__What the task asks__: Each entry must appear again exactly as it does in the source.

━━ Source material ━━

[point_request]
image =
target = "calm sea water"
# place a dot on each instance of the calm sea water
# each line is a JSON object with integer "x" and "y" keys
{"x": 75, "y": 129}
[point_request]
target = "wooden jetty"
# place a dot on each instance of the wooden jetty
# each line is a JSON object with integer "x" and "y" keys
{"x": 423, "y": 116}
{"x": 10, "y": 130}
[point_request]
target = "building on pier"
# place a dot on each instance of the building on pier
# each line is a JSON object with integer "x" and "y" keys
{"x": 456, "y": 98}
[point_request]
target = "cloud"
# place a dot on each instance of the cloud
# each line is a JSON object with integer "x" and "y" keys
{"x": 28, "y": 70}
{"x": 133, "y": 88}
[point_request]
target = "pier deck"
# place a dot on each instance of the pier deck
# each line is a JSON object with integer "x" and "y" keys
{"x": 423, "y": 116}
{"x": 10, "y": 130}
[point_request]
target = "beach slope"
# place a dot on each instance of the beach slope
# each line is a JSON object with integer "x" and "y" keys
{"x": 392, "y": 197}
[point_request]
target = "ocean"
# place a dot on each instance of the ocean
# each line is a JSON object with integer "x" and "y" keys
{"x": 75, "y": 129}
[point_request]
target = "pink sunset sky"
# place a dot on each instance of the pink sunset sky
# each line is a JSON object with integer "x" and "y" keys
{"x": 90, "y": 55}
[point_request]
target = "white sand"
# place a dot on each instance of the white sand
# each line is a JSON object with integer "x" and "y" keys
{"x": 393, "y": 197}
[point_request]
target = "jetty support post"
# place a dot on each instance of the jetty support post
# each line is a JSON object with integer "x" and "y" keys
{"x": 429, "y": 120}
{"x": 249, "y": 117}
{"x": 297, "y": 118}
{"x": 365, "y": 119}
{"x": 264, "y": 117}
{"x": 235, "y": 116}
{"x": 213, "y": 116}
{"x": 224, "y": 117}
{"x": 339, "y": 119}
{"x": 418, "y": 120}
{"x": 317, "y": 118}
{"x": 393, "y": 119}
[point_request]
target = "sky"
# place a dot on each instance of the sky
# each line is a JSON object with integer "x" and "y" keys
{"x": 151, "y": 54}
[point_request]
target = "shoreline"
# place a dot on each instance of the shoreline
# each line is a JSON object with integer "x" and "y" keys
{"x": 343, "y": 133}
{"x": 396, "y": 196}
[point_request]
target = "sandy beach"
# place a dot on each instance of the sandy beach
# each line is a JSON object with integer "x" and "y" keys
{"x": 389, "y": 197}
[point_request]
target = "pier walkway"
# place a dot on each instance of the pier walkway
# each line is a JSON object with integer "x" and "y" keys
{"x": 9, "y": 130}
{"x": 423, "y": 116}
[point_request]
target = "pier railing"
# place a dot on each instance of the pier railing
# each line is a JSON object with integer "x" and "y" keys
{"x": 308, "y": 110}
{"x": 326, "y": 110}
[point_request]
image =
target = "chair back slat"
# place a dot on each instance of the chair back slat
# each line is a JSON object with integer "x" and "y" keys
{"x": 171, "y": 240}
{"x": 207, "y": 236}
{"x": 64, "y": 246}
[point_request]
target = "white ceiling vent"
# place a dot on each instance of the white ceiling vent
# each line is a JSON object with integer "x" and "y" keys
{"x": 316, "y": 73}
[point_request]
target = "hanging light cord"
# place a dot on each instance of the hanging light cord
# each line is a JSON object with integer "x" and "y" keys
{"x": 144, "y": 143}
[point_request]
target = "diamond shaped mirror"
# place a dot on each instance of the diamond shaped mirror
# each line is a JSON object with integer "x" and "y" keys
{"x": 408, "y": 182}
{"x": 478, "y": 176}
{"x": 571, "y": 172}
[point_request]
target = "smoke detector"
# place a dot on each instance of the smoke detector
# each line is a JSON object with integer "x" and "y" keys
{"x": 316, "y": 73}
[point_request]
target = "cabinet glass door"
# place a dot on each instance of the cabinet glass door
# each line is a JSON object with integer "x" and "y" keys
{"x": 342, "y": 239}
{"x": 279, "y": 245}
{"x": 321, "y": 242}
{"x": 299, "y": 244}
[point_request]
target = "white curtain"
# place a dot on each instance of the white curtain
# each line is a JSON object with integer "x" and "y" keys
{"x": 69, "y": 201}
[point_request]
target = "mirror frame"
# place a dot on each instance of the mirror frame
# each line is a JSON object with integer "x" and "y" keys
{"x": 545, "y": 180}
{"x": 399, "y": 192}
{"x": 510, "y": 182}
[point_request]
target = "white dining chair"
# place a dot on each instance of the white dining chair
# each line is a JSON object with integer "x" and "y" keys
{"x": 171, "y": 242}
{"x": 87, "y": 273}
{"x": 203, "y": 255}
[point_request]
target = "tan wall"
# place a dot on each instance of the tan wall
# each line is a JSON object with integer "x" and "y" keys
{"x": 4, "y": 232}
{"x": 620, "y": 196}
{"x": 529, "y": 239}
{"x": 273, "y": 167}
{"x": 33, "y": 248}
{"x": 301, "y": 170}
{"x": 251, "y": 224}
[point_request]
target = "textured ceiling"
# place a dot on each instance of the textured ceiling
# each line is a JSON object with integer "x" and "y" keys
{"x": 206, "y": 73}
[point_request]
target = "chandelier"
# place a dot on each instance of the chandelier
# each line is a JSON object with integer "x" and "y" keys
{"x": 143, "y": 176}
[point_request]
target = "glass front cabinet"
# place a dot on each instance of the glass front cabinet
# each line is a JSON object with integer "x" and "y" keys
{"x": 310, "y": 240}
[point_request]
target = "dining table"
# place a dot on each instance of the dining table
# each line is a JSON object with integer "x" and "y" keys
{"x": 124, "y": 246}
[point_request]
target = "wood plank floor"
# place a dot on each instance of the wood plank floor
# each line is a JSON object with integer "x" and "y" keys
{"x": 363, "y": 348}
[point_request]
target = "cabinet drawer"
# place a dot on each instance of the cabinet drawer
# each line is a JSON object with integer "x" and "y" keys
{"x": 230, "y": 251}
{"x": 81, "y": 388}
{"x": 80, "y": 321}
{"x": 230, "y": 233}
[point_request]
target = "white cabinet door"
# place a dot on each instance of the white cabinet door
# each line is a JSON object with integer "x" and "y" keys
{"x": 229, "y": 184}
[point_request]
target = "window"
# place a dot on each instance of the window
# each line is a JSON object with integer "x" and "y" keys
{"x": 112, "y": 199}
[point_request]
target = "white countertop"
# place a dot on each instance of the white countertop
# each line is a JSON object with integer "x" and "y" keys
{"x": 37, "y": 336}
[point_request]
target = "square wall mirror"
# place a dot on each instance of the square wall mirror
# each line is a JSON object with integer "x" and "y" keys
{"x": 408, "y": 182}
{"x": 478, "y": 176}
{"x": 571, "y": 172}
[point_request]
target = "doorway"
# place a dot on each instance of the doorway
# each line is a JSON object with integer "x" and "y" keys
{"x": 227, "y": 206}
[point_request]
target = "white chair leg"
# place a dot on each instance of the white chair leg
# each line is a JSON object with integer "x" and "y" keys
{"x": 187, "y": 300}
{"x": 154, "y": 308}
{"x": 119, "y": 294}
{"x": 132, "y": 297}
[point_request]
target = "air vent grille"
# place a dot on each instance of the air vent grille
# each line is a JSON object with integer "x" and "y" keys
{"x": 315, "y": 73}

━━━

__Response__:
[point_request]
image =
target = "calm sea water"
# place a dot on each instance of the calm sea water
# each line is a JSON object with integer "x" and "y" keys
{"x": 75, "y": 129}
[point_request]
target = "wooden jetty"
# place a dot on each instance of the wooden jetty
# each line is a JSON object with integer "x" and "y" keys
{"x": 423, "y": 116}
{"x": 10, "y": 130}
[point_request]
target = "building on pier"
# place a dot on each instance of the building on pier
# each line is a JSON object with integer "x" and "y" keys
{"x": 456, "y": 98}
[point_request]
target = "cloud"
# place a dot on each instance of the cloud
# each line is a JSON object with integer "x" and "y" keys
{"x": 28, "y": 70}
{"x": 133, "y": 88}
[point_request]
target = "pier deck"
# place a dot on each instance of the pier deck
# each line is a JSON object with integer "x" and "y" keys
{"x": 423, "y": 116}
{"x": 10, "y": 130}
[point_request]
target = "beach slope"
# place a dot on each instance of the beach slope
# each line is a JSON object with integer "x" and "y" keys
{"x": 392, "y": 197}
[point_request]
target = "ocean"
# place a dot on each instance of the ocean
# each line is a JSON object with integer "x" and "y" keys
{"x": 75, "y": 129}
[point_request]
target = "pink sunset sky"
# place a dot on each instance of the pink sunset sky
# each line is a JSON object with integer "x" and "y" keys
{"x": 90, "y": 55}
[point_request]
target = "white sand"
# place a dot on each instance of the white sand
# each line is a JSON object with integer "x" and "y" keys
{"x": 393, "y": 197}
[point_request]
target = "jetty support post"
# place a dot on each instance of the jetty support post
# each line is a JSON object with integer "x" and "y" keys
{"x": 429, "y": 120}
{"x": 249, "y": 117}
{"x": 297, "y": 118}
{"x": 365, "y": 119}
{"x": 264, "y": 117}
{"x": 235, "y": 116}
{"x": 213, "y": 116}
{"x": 224, "y": 117}
{"x": 339, "y": 119}
{"x": 418, "y": 120}
{"x": 317, "y": 118}
{"x": 393, "y": 119}
[point_request]
target = "sky"
# place a dot on each instance of the sky
# each line is a JSON object with integer "x" and "y" keys
{"x": 151, "y": 54}
[point_request]
target = "shoreline"
# place a dot on each instance of the shoreline
# each line is a JSON object with integer "x" and "y" keys
{"x": 343, "y": 133}
{"x": 396, "y": 196}
[point_request]
target = "sandy beach"
# place a dot on each instance of the sandy beach
# each line is a JSON object with integer "x" and "y" keys
{"x": 389, "y": 197}
[point_request]
target = "pier walkway"
# place a dot on each instance of the pier walkway
# each line is a JSON object with integer "x" and "y" keys
{"x": 9, "y": 130}
{"x": 423, "y": 116}
[point_request]
target = "pier railing"
# place a dot on each instance of the pier railing
# each line is a JSON object with integer "x" and "y" keys
{"x": 308, "y": 110}
{"x": 326, "y": 110}
[point_request]
image =
target = "chair back slat"
# place a dot on each instance of the chair back slat
# each line is a JSON object with integer "x" and "y" keys
{"x": 171, "y": 240}
{"x": 207, "y": 236}
{"x": 64, "y": 246}
[point_request]
target = "white ceiling vent"
# place a dot on each instance of the white ceiling vent
# each line is a JSON object with integer "x" and "y" keys
{"x": 316, "y": 73}
[point_request]
target = "hanging light cord"
# place a dot on each instance of the hanging light cord
# each line is a JSON object with integer "x" and "y" keys
{"x": 144, "y": 143}
[point_request]
target = "diamond shaped mirror"
# place a dot on each instance of the diamond shaped mirror
# each line is a JSON object with integer "x" and "y" keys
{"x": 408, "y": 182}
{"x": 478, "y": 176}
{"x": 571, "y": 172}
[point_request]
target = "smoke detector"
# place a dot on each instance of the smoke detector
# each line is a JSON object with integer "x" and "y" keys
{"x": 316, "y": 73}
[point_request]
target = "cabinet glass door"
# place a dot on each instance of the cabinet glass door
# each line is a JSON object with integer "x" and "y" keys
{"x": 342, "y": 239}
{"x": 279, "y": 245}
{"x": 321, "y": 242}
{"x": 299, "y": 244}
[point_request]
target = "white curtain"
# place a dot on each instance of the white curtain
# each line is a JSON object with integer "x" and "y" keys
{"x": 69, "y": 201}
[point_request]
target = "mirror frame"
# place a dot on each instance of the mirror frame
# each line is a JSON object with integer "x" and "y" keys
{"x": 545, "y": 180}
{"x": 399, "y": 192}
{"x": 510, "y": 182}
[point_request]
target = "white dining chair"
# place a dot on each instance of the white dining chair
# each line is a JSON object with integer "x" and "y" keys
{"x": 171, "y": 242}
{"x": 87, "y": 273}
{"x": 203, "y": 255}
[point_request]
target = "tan wall"
# place a dot on each instance of the tan wall
# each line is a JSON object with integer "x" and "y" keys
{"x": 4, "y": 232}
{"x": 620, "y": 196}
{"x": 529, "y": 239}
{"x": 273, "y": 167}
{"x": 33, "y": 248}
{"x": 301, "y": 170}
{"x": 251, "y": 224}
[point_request]
target = "textured ceiling"
# place a dot on each instance of the textured ceiling
# each line is a JSON object with integer "x" and "y" keys
{"x": 206, "y": 73}
[point_request]
target = "chandelier"
# place a dot on each instance of the chandelier
# each line is a JSON object with integer "x" and "y" keys
{"x": 143, "y": 176}
[point_request]
target = "glass front cabinet"
# place a dot on each instance of the glass front cabinet
# each line is a JSON object with integer "x" and "y" keys
{"x": 310, "y": 240}
[point_request]
target = "dining table"
# place a dot on each instance of the dining table
# each line is a JSON object with integer "x" and "y" keys
{"x": 124, "y": 246}
[point_request]
target = "wood plank floor"
# place a dot on each instance of the wood plank floor
# each line is a JSON object with integer "x" and "y" keys
{"x": 363, "y": 348}
[point_request]
target = "cabinet drawer"
# place a dot on each instance of the cabinet drawer
# each line is a JSON object with integer "x" and "y" keys
{"x": 230, "y": 251}
{"x": 81, "y": 388}
{"x": 80, "y": 321}
{"x": 230, "y": 233}
[point_request]
target = "white cabinet door"
# place a dot on each instance of the white cabinet door
# each line is a JSON object with integer "x" and "y" keys
{"x": 229, "y": 184}
[point_request]
target = "window"
# place a dot on each instance of the window
# each line is a JSON object with integer "x" and "y" keys
{"x": 112, "y": 199}
[point_request]
target = "white countertop"
# place a dot on each instance of the white countertop
# each line is a JSON object with integer "x" and "y" keys
{"x": 37, "y": 336}
[point_request]
target = "square wall mirror"
# place a dot on each instance of the square wall mirror
# each line is a JSON object with integer "x" and "y" keys
{"x": 408, "y": 182}
{"x": 478, "y": 176}
{"x": 571, "y": 172}
[point_request]
target = "doorway"
# place a dot on each instance of the doorway
# each line is a JSON object with integer "x" and "y" keys
{"x": 227, "y": 206}
[point_request]
target = "white chair leg"
# place a dot on each instance of the white chair leg
# each line is a JSON object with integer "x" and "y" keys
{"x": 187, "y": 300}
{"x": 154, "y": 308}
{"x": 119, "y": 294}
{"x": 132, "y": 297}
[point_request]
target = "air vent grille"
# place a dot on each instance of the air vent grille
# each line is a JSON object with integer "x" and "y" keys
{"x": 315, "y": 73}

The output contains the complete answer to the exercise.